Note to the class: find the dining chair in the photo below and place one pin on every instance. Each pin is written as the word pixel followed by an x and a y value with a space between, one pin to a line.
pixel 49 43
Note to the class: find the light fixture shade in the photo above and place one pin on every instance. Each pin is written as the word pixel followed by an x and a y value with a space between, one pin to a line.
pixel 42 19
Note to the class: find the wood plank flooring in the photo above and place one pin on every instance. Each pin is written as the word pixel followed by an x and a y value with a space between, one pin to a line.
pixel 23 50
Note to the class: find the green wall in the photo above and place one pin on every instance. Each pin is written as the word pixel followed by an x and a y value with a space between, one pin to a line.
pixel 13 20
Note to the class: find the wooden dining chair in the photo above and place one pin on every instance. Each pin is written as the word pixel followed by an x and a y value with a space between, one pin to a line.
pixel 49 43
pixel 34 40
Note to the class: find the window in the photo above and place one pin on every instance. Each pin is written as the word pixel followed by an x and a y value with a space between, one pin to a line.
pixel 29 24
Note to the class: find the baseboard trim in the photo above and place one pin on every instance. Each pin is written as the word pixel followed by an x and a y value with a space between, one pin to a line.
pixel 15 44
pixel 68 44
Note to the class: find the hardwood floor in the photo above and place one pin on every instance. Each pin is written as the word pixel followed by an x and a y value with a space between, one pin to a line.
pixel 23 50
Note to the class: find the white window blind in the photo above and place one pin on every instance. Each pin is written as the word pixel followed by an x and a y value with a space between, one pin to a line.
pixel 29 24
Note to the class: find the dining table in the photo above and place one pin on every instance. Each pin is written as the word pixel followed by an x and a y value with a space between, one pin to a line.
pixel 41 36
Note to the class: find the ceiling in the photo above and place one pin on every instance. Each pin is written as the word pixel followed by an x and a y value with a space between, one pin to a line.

^^^^^^^^

_Exercise goal_.
Reproduce the lines from the one containing "Note to the class: find the baseboard" to the end of the entries, keeping both ends and adding nothing.

_Result of this task_.
Note to the class: find the baseboard trim in the photo above and place one pin on every instance. Each pin is written as the word pixel followed by an x and a y value with a space between, one pin to a line.
pixel 15 44
pixel 68 44
Note to the class: find the hardwood floor in the photo above and place one pin on every instance. Each pin is written as the word pixel followed by an x and a y value with a space between, one pin to a line.
pixel 23 50
Note to the class: find the white window blind in the photo above and place one pin on every instance. Each pin is written as the word pixel followed by an x and a y value with a space between, one pin to a line.
pixel 29 24
Note to the class: find the dining table in the photo above and place one pin on every instance. Each pin is written as the word pixel followed by an x and a y value with a space between, one pin to a line.
pixel 41 36
Note to the class: find the ceiling in the photo above and place one pin on every instance. Each pin is written as the word pixel followed by an x and a y value with a space between, one pin to a line.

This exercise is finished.